··· Okuma Parçası ···

S*ktir Et / F**k It





Yazar: John C. Parkin
Çeviri: Figen Kılavuz
Orijinal Dili: İngilizce
Yayınevi: Arunas Yayıncılık | 2011

Kişisel görüşlerimin okuma hevesinizi etkilemeyeceğinden eminseniz veya bunu göze alarak okuyacaksanız devam edin lütfen.
Ben uyarmış olayım da...

İsmi kullanıcı adıma çok uygun olan bu kitabın içeriği maalesef bana pek hitap etmedi, bilmediğim bi' şeyi öğretmedi.
Dokuz yıldır "Sittirella"yım; yazar gelsin de ona "Sittir Etme Sanatı"nın inceliklerini öğreteyim.
Umarım sizin bilmediğiniz bi' kaç şeyden bahsediyordur da çok seversiniz. Sonuçta kesinlikle sıkıcı bi' kitap değil, aksine oldukça kolay okunan, akıcı ve de eğlendirici.

Arka Kapak Yazısı:
"Kendi yolunda gitmek harika bir duygudur.

S*ktir Et demek sizi iyi hissettirir. Mücadeleden vazgeçmek, ne hoşunuza gidiyorsa onu yapmak, çevrenizdekilerin sizin hakkınızda düşündüklerini umursamamak ve kendi yolunuzdan gitmek harika bir duygudur.

···

Görev.
Kitap yorumuna göre aşağıdaki soruları yanıtlayın:
1. Kitabı Türkçeye kim çevirmiş?
2. Yorumu yazan kişi kaç yıldır "Sittirella" olduğunu söylüyor?
3. Arka kapak yazısına göre "S*ktir Et" demek insanı nasıl hissettirir?

··· Sağlanan Veriler ···

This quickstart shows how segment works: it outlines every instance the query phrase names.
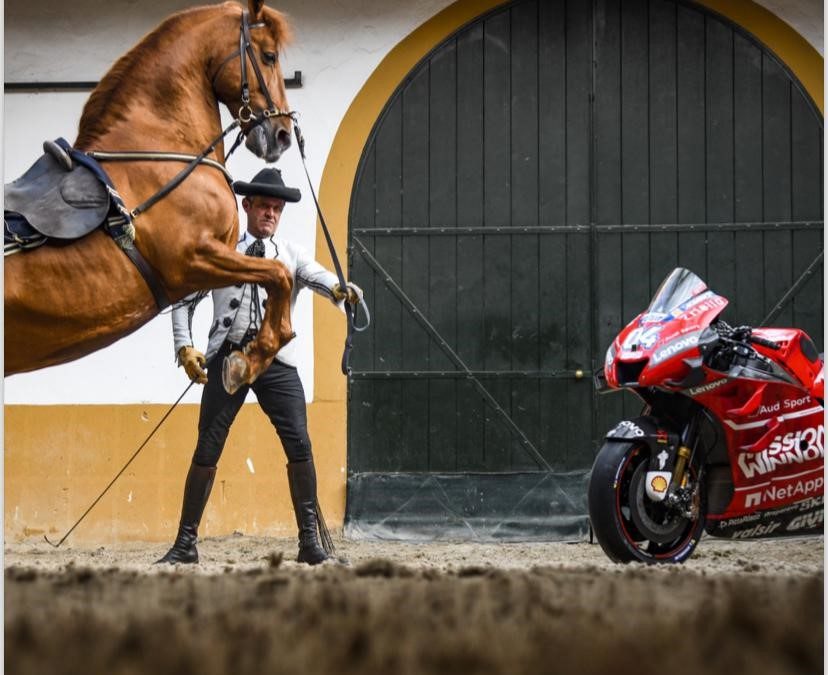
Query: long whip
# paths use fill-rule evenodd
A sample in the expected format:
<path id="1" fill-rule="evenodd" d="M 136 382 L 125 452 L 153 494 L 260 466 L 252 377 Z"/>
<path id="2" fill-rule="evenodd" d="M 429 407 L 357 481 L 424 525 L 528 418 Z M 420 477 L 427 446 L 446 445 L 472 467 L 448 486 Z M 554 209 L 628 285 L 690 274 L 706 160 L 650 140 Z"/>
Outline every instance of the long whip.
<path id="1" fill-rule="evenodd" d="M 164 423 L 164 420 L 166 420 L 166 419 L 170 416 L 170 413 L 171 413 L 173 410 L 175 410 L 175 407 L 176 407 L 176 406 L 177 406 L 177 405 L 181 402 L 181 399 L 182 399 L 182 398 L 184 398 L 184 394 L 186 394 L 186 393 L 190 390 L 190 387 L 192 387 L 192 386 L 193 386 L 193 384 L 194 384 L 194 382 L 192 382 L 192 381 L 191 381 L 191 382 L 190 382 L 190 384 L 188 384 L 188 385 L 187 385 L 187 388 L 186 388 L 186 389 L 184 389 L 184 391 L 182 391 L 182 392 L 181 392 L 181 396 L 179 396 L 179 397 L 178 397 L 178 400 L 176 400 L 176 402 L 175 402 L 175 403 L 173 403 L 173 404 L 170 406 L 170 409 L 169 409 L 169 410 L 168 410 L 168 411 L 164 414 L 164 416 L 161 418 L 161 420 L 158 422 L 158 424 L 156 424 L 156 425 L 155 425 L 155 428 L 154 428 L 152 431 L 150 431 L 149 436 L 147 436 L 147 437 L 146 437 L 146 439 L 144 439 L 144 442 L 143 442 L 143 443 L 141 443 L 140 447 L 139 447 L 139 448 L 138 448 L 138 449 L 137 449 L 134 453 L 132 453 L 132 457 L 130 457 L 130 458 L 129 458 L 129 461 L 127 461 L 127 463 L 126 463 L 126 464 L 124 464 L 123 468 L 122 468 L 122 469 L 121 469 L 121 470 L 120 470 L 117 474 L 115 474 L 115 478 L 113 478 L 111 481 L 109 481 L 109 485 L 107 485 L 107 486 L 104 488 L 104 491 L 103 491 L 103 492 L 101 492 L 101 494 L 99 494 L 99 495 L 98 495 L 98 498 L 97 498 L 94 502 L 92 502 L 92 504 L 90 504 L 89 508 L 88 508 L 88 509 L 86 509 L 86 511 L 84 511 L 84 512 L 83 512 L 83 515 L 82 515 L 80 518 L 78 518 L 77 522 L 76 522 L 74 525 L 72 525 L 72 527 L 70 527 L 70 528 L 69 528 L 69 531 L 68 531 L 66 534 L 64 534 L 64 535 L 63 535 L 63 537 L 61 537 L 60 541 L 59 541 L 57 544 L 55 544 L 55 543 L 53 543 L 53 542 L 49 541 L 49 537 L 47 537 L 45 534 L 43 535 L 43 538 L 44 538 L 44 539 L 45 539 L 45 540 L 46 540 L 49 544 L 51 544 L 52 546 L 54 546 L 55 548 L 57 548 L 57 547 L 58 547 L 58 546 L 60 546 L 60 545 L 61 545 L 64 541 L 66 541 L 66 538 L 67 538 L 70 534 L 72 534 L 72 532 L 74 531 L 74 529 L 75 529 L 78 525 L 80 525 L 80 524 L 81 524 L 81 521 L 82 521 L 84 518 L 86 518 L 86 516 L 89 514 L 89 512 L 90 512 L 93 508 L 95 508 L 95 505 L 96 505 L 99 501 L 101 501 L 101 499 L 103 498 L 103 496 L 104 496 L 107 492 L 109 492 L 109 488 L 111 488 L 111 487 L 115 484 L 115 481 L 116 481 L 116 480 L 118 480 L 118 478 L 120 478 L 120 477 L 121 477 L 121 474 L 122 474 L 124 471 L 126 471 L 127 467 L 128 467 L 130 464 L 132 464 L 132 460 L 134 460 L 134 459 L 138 456 L 138 453 L 139 453 L 139 452 L 141 452 L 141 450 L 143 450 L 143 449 L 144 449 L 144 446 L 145 446 L 147 443 L 149 443 L 149 440 L 153 437 L 153 435 L 155 434 L 155 432 L 156 432 L 156 431 L 158 431 L 158 428 L 159 428 L 159 427 L 160 427 L 160 426 Z"/>

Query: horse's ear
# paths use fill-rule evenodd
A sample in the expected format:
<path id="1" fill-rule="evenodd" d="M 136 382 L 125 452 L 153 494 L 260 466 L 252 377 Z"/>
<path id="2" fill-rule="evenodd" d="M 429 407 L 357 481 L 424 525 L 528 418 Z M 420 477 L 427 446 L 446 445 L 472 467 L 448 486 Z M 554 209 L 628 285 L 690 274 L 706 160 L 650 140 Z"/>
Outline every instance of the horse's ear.
<path id="1" fill-rule="evenodd" d="M 250 12 L 250 20 L 254 23 L 261 20 L 264 0 L 247 0 L 247 9 Z"/>

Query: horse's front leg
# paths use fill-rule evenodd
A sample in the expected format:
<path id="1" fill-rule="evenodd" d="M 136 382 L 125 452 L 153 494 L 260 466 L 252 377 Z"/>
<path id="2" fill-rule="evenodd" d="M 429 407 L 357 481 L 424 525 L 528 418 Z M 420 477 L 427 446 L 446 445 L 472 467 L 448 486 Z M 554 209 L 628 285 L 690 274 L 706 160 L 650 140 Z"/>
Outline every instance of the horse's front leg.
<path id="1" fill-rule="evenodd" d="M 188 285 L 202 290 L 238 282 L 264 286 L 267 302 L 258 334 L 244 352 L 231 353 L 222 368 L 222 381 L 229 393 L 252 384 L 270 366 L 276 352 L 295 336 L 290 321 L 293 280 L 287 268 L 278 260 L 245 256 L 210 240 L 197 247 L 191 266 L 182 277 Z"/>
<path id="2" fill-rule="evenodd" d="M 278 264 L 281 266 L 281 263 Z M 276 352 L 296 336 L 290 321 L 293 287 L 290 275 L 287 275 L 287 282 L 286 291 L 282 288 L 274 292 L 265 285 L 267 302 L 258 334 L 247 343 L 244 352 L 231 352 L 224 359 L 221 379 L 229 394 L 235 394 L 244 384 L 252 384 L 270 366 Z"/>

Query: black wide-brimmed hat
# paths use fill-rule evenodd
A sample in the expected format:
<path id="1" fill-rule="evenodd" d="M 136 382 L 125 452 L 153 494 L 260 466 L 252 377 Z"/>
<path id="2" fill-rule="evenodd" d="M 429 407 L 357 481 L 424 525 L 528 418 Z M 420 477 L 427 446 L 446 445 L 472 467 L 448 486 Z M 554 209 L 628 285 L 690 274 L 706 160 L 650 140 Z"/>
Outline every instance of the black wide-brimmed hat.
<path id="1" fill-rule="evenodd" d="M 237 180 L 233 183 L 233 191 L 245 197 L 276 197 L 286 202 L 298 202 L 302 199 L 299 190 L 285 185 L 279 169 L 262 169 L 249 183 Z"/>

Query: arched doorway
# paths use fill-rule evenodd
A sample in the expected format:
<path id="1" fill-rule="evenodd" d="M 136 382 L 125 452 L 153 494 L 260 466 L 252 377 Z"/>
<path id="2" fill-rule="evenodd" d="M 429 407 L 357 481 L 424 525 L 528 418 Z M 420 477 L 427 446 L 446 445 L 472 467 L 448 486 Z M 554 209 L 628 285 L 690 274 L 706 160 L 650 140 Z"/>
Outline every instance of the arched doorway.
<path id="1" fill-rule="evenodd" d="M 593 453 L 636 405 L 589 375 L 676 265 L 738 323 L 822 345 L 822 134 L 776 56 L 692 3 L 517 0 L 434 48 L 352 192 L 375 321 L 349 379 L 348 526 L 583 534 Z"/>

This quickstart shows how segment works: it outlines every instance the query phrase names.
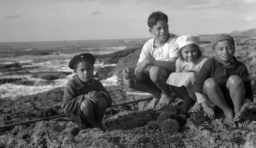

···

Yanıt.
1. Figen Kılavuz
2. Dokuz yıldır
3. İyi hissettirir.